(Source data)
========

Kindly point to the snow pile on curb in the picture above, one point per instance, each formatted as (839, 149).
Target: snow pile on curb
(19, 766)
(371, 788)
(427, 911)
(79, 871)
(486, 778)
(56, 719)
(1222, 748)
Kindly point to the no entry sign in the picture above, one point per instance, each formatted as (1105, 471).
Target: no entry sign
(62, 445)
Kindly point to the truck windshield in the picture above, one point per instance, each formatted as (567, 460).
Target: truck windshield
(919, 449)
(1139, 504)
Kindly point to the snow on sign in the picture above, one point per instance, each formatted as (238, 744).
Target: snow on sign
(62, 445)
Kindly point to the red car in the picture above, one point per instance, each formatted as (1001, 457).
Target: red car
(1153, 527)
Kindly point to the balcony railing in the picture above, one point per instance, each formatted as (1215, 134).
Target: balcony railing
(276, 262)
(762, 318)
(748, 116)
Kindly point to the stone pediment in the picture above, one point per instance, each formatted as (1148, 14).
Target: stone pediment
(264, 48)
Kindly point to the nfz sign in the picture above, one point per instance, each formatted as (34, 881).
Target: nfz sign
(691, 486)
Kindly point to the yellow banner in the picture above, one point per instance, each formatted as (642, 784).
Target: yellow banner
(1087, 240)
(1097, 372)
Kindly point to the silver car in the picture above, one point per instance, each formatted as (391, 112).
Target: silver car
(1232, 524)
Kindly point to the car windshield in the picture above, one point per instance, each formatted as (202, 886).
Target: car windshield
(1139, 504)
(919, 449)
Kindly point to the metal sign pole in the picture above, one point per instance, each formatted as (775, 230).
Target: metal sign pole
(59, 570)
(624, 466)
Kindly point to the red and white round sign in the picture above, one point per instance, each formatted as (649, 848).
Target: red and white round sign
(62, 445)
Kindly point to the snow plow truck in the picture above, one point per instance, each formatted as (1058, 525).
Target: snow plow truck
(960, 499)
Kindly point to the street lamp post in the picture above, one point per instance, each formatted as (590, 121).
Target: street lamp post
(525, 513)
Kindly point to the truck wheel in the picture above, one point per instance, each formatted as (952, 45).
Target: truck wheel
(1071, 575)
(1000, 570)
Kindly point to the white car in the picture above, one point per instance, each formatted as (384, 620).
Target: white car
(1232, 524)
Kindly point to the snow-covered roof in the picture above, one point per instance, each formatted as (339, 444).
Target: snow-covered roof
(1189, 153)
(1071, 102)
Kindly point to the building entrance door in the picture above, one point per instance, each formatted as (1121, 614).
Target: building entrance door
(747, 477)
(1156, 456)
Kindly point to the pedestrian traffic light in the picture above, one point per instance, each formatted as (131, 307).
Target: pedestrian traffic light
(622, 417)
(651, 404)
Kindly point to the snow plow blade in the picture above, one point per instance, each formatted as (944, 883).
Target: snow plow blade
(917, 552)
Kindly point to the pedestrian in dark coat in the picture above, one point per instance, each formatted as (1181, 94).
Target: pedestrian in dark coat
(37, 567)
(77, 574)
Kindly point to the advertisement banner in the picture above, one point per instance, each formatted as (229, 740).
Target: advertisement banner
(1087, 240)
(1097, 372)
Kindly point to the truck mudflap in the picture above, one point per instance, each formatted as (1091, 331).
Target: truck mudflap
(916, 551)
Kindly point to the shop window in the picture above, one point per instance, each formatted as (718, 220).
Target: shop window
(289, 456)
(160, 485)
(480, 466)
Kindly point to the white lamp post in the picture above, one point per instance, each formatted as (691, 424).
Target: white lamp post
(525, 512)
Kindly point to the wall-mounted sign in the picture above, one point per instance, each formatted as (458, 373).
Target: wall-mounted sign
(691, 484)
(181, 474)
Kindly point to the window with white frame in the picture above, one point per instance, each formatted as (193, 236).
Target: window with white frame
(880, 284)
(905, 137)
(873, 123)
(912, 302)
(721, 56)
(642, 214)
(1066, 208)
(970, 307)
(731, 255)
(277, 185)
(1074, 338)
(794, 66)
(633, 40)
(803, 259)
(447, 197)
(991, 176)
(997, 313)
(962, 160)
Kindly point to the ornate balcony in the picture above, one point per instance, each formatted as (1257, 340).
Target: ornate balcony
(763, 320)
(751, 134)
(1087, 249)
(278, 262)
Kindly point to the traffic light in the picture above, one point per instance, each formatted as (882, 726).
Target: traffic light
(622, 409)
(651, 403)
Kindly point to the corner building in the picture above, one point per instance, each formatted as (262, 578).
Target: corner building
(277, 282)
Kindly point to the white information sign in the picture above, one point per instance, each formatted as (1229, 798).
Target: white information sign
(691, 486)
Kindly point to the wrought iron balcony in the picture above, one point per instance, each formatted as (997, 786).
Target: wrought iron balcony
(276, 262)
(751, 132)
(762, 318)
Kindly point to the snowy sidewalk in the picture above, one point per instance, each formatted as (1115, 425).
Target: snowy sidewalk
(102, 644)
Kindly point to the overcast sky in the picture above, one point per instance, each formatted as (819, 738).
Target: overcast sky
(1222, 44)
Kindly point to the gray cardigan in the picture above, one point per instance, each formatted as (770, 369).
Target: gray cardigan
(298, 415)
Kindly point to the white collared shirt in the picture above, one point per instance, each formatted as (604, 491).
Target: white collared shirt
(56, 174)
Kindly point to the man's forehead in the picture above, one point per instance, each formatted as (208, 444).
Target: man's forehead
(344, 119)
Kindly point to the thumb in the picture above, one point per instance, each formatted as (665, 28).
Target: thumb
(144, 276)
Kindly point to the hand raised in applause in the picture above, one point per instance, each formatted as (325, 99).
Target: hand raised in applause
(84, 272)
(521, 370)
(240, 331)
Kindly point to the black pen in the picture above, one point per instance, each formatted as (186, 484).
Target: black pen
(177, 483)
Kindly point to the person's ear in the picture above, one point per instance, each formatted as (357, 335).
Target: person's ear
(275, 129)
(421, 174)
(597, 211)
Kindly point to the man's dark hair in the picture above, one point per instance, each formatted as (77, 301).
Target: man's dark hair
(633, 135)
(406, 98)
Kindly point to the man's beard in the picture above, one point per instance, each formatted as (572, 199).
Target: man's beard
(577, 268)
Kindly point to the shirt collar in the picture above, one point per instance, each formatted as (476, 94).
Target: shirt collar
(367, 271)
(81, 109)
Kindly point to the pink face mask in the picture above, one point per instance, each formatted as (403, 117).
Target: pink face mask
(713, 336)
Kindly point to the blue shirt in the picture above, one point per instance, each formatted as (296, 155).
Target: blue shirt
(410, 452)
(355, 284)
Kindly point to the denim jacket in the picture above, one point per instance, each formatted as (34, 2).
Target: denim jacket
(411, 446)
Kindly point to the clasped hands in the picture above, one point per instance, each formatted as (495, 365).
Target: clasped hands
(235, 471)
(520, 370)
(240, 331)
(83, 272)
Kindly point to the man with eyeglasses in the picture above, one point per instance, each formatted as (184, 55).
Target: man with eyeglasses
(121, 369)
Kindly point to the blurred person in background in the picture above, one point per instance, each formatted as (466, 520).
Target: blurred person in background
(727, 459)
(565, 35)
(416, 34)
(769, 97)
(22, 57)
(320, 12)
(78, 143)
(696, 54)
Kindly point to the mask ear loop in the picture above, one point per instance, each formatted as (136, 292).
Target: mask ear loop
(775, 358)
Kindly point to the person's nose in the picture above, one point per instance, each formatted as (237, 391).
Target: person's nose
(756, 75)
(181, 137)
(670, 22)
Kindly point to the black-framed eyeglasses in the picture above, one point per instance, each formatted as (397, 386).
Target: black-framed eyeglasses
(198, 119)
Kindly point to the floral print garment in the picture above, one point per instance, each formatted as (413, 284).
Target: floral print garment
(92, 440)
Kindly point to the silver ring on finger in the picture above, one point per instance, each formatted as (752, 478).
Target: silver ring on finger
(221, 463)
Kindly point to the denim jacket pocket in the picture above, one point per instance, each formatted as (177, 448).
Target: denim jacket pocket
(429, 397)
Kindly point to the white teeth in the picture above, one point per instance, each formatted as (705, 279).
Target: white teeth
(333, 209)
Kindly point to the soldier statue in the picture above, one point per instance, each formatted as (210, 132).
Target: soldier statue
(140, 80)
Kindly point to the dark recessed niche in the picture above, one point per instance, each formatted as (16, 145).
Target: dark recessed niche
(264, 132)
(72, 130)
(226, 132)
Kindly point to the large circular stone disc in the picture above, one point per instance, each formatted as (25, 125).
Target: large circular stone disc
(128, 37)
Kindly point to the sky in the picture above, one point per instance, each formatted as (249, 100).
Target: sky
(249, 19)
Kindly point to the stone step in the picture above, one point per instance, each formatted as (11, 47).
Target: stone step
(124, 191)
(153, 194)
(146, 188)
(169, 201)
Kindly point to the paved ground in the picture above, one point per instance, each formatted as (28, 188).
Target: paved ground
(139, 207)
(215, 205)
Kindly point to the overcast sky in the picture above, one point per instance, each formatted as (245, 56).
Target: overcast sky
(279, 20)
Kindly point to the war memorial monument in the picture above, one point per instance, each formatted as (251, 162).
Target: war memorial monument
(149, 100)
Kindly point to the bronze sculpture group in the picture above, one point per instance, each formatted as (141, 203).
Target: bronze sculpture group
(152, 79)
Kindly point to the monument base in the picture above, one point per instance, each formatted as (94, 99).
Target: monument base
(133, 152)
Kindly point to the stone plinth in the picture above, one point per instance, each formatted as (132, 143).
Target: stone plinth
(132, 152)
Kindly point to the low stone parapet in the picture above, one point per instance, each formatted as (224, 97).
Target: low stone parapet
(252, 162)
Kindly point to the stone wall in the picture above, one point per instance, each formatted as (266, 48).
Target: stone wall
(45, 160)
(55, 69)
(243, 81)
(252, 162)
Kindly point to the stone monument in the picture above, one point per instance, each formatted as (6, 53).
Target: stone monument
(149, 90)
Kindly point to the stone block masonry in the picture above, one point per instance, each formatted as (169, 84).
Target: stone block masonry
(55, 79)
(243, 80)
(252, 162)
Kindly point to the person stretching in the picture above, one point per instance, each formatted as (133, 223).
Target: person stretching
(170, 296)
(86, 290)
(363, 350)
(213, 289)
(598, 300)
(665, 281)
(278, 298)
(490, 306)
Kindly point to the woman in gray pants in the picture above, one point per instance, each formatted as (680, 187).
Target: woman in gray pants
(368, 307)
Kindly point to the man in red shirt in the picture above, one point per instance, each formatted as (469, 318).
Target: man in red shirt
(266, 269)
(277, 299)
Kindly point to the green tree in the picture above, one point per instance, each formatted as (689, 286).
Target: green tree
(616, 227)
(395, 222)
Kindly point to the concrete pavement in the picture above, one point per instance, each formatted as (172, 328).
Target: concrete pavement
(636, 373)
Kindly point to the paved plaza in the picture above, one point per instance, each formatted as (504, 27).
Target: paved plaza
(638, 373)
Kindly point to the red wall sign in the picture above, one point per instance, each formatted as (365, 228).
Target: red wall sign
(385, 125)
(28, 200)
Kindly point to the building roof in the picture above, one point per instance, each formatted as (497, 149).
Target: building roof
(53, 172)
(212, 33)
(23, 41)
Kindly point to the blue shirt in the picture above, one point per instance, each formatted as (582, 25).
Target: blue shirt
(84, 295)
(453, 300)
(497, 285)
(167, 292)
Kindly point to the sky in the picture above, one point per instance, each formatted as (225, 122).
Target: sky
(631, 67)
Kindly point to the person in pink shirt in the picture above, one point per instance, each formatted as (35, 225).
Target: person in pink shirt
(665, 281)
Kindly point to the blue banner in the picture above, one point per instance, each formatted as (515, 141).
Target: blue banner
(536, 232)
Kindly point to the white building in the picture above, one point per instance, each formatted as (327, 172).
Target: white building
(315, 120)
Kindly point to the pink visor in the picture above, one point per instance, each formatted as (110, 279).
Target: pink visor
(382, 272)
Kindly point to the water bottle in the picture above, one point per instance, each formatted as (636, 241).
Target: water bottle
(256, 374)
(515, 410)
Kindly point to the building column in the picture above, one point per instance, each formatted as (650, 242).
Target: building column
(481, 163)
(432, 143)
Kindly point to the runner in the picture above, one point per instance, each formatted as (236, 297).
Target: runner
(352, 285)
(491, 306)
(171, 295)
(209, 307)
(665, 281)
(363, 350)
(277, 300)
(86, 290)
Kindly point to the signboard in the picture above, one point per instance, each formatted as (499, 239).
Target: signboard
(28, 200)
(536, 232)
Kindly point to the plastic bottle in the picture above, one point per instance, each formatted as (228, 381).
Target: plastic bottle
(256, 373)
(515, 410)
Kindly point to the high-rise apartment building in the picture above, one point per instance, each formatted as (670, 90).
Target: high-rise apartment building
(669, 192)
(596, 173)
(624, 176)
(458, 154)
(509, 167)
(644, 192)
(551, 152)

========

**Aim of the task**
Extract every line from the one with "Kindly point to the building column" down to the final line above, both included, exactly as written.

**Response below**
Kindly point to the building column in the picture above, one point per instance, each formatted as (650, 242).
Target: building column
(481, 163)
(432, 143)
Kindly point to the runner in the picture above, one point per instance, each formatted as (236, 297).
Target: runner
(352, 285)
(491, 306)
(171, 295)
(209, 307)
(665, 281)
(363, 350)
(277, 300)
(86, 290)
Kindly point to the signboard in the picture above, one point per instance, each formatted as (499, 239).
Target: signboard
(28, 200)
(536, 232)
Kindly point to the plastic bottle in the picture above, one point per instance, each formatted as (228, 381).
Target: plastic bottle
(256, 373)
(515, 410)
Kindly point to the high-rise apartment building in the picture above, one point per instance, each formatted as (670, 90).
Target: high-rise apartment building
(669, 192)
(596, 173)
(624, 176)
(458, 154)
(509, 167)
(644, 192)
(551, 152)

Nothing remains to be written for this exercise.